Material provided section start

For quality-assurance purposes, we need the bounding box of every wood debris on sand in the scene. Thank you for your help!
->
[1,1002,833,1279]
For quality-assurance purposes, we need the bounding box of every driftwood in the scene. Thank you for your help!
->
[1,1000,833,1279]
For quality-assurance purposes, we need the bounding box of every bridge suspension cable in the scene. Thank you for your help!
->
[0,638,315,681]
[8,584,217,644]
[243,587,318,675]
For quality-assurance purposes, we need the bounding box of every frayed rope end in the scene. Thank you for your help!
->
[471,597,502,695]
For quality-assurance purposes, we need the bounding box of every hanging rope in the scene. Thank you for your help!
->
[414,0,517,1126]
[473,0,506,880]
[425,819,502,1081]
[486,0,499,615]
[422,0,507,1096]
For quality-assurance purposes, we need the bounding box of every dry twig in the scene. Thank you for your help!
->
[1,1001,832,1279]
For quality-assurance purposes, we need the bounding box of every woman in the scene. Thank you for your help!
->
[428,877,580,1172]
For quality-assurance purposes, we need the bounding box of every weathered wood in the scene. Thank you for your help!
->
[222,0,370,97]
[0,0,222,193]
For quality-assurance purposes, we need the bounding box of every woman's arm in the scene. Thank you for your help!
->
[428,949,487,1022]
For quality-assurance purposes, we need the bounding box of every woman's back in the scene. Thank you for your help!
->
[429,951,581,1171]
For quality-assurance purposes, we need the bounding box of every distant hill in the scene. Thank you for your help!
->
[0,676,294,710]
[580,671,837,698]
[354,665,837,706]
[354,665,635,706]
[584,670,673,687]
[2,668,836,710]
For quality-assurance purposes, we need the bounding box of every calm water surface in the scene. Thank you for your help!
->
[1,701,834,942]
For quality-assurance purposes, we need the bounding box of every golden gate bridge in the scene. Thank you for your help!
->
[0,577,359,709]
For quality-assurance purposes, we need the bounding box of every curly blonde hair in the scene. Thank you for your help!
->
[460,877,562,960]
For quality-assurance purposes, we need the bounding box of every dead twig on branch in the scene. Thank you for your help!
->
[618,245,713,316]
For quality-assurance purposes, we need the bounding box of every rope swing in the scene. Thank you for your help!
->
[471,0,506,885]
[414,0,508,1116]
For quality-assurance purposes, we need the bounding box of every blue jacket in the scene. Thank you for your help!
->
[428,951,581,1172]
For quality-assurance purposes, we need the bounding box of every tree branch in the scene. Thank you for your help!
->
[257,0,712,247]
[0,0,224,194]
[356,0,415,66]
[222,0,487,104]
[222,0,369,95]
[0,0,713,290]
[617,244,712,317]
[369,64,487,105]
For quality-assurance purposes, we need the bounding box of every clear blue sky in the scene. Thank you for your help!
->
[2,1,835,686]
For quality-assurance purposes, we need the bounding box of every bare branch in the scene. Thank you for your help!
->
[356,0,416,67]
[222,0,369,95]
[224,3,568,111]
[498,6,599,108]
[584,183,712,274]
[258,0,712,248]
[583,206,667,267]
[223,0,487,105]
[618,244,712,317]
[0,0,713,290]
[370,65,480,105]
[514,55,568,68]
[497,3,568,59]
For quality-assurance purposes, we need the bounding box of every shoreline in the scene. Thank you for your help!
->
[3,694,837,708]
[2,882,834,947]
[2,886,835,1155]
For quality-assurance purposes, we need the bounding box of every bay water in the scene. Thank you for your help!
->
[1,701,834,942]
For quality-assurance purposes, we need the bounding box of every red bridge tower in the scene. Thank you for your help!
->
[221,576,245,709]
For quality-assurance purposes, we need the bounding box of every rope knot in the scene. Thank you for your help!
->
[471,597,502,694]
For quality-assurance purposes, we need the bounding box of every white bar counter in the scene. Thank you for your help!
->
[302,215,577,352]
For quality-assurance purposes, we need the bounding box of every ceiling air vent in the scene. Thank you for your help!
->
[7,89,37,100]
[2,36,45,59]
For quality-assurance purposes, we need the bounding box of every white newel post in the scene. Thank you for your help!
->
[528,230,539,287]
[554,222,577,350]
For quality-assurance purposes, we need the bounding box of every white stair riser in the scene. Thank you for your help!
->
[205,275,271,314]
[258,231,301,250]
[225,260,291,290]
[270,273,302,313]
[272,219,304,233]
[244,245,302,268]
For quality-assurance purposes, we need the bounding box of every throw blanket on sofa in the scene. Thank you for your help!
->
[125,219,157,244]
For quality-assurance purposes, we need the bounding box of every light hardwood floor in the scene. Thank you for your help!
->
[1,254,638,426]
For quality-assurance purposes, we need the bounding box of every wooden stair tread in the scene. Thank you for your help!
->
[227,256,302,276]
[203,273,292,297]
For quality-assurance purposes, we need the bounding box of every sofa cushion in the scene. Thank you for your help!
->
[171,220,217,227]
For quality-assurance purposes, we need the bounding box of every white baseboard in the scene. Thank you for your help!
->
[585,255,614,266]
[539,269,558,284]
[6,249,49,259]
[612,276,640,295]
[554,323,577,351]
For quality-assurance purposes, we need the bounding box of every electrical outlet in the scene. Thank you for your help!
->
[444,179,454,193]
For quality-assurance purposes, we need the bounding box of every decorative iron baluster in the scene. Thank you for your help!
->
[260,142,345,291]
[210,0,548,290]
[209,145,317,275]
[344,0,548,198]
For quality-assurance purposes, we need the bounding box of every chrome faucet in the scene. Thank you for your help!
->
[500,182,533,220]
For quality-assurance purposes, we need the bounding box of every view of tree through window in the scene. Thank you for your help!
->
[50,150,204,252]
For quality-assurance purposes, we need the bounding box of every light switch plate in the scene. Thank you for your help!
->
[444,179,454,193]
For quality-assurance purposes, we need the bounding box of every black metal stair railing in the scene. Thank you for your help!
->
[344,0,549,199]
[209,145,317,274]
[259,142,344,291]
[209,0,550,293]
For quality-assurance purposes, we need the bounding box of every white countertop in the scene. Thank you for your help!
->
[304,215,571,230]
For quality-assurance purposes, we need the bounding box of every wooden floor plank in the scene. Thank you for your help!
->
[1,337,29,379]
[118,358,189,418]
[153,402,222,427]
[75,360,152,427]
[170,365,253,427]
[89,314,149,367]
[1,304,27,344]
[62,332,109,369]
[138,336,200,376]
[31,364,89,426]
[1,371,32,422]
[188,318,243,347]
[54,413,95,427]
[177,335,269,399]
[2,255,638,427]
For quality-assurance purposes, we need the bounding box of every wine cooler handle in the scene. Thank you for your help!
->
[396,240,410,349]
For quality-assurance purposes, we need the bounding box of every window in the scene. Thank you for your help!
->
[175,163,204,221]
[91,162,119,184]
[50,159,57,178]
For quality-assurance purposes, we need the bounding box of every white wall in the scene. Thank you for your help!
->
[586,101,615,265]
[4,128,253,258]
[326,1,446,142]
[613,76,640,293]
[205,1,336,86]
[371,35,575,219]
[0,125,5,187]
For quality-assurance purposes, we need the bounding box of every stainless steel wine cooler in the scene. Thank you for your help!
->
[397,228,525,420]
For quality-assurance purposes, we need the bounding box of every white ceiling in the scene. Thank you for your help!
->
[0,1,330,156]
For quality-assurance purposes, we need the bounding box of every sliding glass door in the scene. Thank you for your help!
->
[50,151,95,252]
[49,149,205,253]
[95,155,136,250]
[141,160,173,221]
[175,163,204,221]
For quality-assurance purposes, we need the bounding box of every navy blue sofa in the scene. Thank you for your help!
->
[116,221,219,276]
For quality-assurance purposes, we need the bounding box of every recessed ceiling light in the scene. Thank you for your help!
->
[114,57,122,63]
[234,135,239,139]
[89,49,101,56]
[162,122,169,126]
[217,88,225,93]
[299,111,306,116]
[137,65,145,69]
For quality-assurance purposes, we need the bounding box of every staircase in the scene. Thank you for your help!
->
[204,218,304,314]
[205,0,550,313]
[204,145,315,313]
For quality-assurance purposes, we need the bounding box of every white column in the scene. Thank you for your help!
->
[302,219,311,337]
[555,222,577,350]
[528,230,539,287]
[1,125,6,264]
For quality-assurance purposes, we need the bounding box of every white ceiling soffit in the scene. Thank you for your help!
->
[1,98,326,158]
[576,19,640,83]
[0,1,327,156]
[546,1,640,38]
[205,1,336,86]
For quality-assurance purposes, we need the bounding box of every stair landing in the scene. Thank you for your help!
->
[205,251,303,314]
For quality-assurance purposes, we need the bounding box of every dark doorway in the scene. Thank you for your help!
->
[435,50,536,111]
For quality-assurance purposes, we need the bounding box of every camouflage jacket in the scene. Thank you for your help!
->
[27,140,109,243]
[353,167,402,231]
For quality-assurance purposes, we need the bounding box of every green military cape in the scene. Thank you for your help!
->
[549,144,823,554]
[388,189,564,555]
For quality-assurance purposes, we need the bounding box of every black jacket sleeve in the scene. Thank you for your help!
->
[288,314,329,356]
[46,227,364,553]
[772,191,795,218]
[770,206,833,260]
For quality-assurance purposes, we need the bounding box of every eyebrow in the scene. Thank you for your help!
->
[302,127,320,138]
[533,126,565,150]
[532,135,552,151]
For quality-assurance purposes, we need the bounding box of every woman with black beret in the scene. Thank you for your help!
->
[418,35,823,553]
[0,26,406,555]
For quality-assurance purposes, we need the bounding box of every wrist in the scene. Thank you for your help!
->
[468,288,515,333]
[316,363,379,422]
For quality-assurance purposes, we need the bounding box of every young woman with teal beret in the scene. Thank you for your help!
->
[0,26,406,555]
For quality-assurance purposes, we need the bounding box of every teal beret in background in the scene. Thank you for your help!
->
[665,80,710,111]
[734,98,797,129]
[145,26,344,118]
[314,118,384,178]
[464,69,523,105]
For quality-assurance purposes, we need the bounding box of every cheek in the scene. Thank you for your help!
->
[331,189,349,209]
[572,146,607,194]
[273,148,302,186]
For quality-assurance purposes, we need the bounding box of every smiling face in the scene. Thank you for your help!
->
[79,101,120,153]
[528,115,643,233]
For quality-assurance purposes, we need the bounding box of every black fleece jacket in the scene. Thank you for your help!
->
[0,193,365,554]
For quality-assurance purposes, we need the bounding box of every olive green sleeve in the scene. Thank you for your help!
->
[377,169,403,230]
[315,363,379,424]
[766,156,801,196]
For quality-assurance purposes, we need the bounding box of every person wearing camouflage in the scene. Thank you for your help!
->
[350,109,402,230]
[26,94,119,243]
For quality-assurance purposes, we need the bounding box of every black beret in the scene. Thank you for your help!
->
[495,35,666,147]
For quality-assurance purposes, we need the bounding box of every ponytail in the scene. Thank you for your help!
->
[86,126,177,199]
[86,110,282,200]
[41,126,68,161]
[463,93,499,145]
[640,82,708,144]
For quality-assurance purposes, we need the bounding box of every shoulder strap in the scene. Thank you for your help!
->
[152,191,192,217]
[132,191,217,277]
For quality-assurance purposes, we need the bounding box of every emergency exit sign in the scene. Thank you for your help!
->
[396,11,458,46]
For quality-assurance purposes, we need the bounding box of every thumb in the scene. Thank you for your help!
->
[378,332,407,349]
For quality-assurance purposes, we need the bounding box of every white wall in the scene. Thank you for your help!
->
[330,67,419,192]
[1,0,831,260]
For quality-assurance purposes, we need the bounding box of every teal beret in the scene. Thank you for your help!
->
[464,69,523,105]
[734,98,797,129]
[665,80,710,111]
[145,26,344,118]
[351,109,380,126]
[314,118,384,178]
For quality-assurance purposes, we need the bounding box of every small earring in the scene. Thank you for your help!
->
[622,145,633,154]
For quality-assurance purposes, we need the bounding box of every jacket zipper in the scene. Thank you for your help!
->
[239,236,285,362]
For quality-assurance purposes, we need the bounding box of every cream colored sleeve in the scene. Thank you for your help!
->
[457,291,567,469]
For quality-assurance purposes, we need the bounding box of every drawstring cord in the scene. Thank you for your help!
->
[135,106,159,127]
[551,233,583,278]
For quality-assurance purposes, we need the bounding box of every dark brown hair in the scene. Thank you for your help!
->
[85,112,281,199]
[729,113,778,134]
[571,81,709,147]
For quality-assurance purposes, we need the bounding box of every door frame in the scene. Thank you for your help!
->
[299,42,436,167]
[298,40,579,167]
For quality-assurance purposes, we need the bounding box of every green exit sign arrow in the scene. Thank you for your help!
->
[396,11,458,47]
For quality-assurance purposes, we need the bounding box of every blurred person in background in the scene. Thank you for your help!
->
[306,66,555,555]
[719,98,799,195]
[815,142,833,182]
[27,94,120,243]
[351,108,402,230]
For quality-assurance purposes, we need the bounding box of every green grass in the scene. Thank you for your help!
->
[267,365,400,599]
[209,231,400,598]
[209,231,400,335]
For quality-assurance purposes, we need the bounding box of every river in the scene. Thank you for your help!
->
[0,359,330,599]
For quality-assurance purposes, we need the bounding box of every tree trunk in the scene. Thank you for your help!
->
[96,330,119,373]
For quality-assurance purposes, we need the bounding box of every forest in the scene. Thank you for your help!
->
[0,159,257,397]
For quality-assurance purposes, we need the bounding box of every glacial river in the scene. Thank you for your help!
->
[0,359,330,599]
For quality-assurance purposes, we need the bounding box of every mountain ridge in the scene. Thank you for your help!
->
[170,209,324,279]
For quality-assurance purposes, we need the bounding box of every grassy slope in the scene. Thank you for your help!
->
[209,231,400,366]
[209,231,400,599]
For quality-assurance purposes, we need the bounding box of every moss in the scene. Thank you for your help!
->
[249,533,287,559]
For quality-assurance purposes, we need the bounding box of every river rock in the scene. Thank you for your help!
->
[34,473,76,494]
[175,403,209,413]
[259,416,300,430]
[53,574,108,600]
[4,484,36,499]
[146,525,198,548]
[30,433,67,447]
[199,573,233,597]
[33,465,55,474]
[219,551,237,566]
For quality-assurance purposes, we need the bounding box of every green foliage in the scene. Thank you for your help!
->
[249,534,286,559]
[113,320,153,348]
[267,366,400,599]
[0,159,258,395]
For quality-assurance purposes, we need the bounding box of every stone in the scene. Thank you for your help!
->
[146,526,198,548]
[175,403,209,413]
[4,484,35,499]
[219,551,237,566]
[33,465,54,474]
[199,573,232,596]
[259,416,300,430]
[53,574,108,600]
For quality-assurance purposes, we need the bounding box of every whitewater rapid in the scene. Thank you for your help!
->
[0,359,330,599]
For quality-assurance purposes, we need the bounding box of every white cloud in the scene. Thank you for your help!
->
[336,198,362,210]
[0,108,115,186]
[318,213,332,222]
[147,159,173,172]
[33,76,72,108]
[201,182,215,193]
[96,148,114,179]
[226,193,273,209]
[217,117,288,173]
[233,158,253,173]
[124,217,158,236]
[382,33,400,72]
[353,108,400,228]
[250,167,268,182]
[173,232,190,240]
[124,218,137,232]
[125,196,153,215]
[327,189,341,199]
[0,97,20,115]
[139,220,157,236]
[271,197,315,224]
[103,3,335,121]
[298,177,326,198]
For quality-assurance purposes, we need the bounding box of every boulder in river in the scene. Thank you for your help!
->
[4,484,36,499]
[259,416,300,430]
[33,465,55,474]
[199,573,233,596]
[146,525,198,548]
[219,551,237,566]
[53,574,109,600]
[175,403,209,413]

Material provided section end

Search the material above for the string "sofa". Show every line that holds it.

• Response for this exercise
For quality-assurance purposes, we need the bounding box of every throw blanket on sofa in the scene. Thank you for your help!
For quality-assurance purposes, we need the bounding box of every sofa cushion in the scene. Thank you for your help!
For quality-assurance purposes, we need the bounding box of every navy blue sofa in the scene. Thank you for your help!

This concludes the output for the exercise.